▶ **INSTRUCTIONS TO FOLLOW**: Reproduce word for word the lines of the records that run from the line containing "Task: set a dot on every instance of the enclosed" through the last line of the records.

--- begin SUPPLIED INFORMATION ---

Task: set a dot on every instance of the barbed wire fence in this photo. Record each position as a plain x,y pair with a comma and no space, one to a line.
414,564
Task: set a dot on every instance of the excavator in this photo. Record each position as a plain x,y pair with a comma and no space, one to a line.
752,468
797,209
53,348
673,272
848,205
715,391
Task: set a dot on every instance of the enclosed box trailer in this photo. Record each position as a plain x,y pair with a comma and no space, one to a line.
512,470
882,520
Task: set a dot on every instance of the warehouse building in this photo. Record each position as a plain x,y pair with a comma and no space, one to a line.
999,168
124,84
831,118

--- end SUPPLIED INFORMATION ---

▶ **COMPLETE OUTPUT**:
Task: set a dot on every instance of the enclosed box trailer in this photo. Record each position as a plain x,y pair with a comma and no space, one to a line.
512,470
882,520
Task: set a dot on every instance of the warehouse building in this photo. Record each position as a plain x,y pair with a comma and no space, one to a line.
999,168
124,84
831,118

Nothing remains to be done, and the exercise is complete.